● PROBLEM TO WORK ON
Everything in the listing except the pictures should be written out exactly.

● DATA PROVIDED
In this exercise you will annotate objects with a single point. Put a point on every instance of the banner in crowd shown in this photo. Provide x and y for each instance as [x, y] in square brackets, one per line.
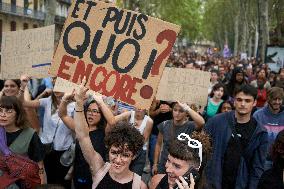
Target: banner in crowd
[121, 53]
[275, 57]
[27, 52]
[184, 85]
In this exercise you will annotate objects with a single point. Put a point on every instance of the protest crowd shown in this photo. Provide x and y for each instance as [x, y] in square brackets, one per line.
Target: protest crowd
[85, 140]
[71, 136]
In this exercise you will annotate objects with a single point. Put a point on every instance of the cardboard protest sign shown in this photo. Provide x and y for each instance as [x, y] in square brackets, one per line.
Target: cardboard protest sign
[62, 85]
[27, 52]
[121, 53]
[184, 85]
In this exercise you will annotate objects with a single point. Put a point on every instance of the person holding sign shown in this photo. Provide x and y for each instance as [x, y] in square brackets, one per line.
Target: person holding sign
[97, 115]
[123, 143]
[56, 136]
[170, 129]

● RESPONSE TO THE EXERCISE
In this exercise you will annotate objects with a single point. Put a point on every instance of the banner in crowd shown in this photo. Provide x and y for each instance as [x, y] in square brackets, one per line.
Target: banner in crowd
[121, 53]
[275, 57]
[27, 52]
[184, 85]
In this exercise you will annotate objects with a single point. Put a point on every instance of the protest crowd shown in this photo. Provide x and y for each instance as [x, y] in square brackets, one per line.
Target: protest crowd
[85, 140]
[71, 136]
In this exercise you will annotate objects with a single point. Put a point on every instance of the cardboard protest sign shown in this photo. Provide x and y for each instance as [x, y] in square brackets, one per line.
Target: cardboard protest sign
[62, 85]
[27, 52]
[121, 53]
[184, 85]
In this exercise you will annotate objects with a single point. Put a point on every instance of the person holding sign shown in this photo. Provide x and y for each instance as [x, y] in square brackets, one per line.
Target: person holding sign
[97, 115]
[123, 143]
[56, 136]
[170, 129]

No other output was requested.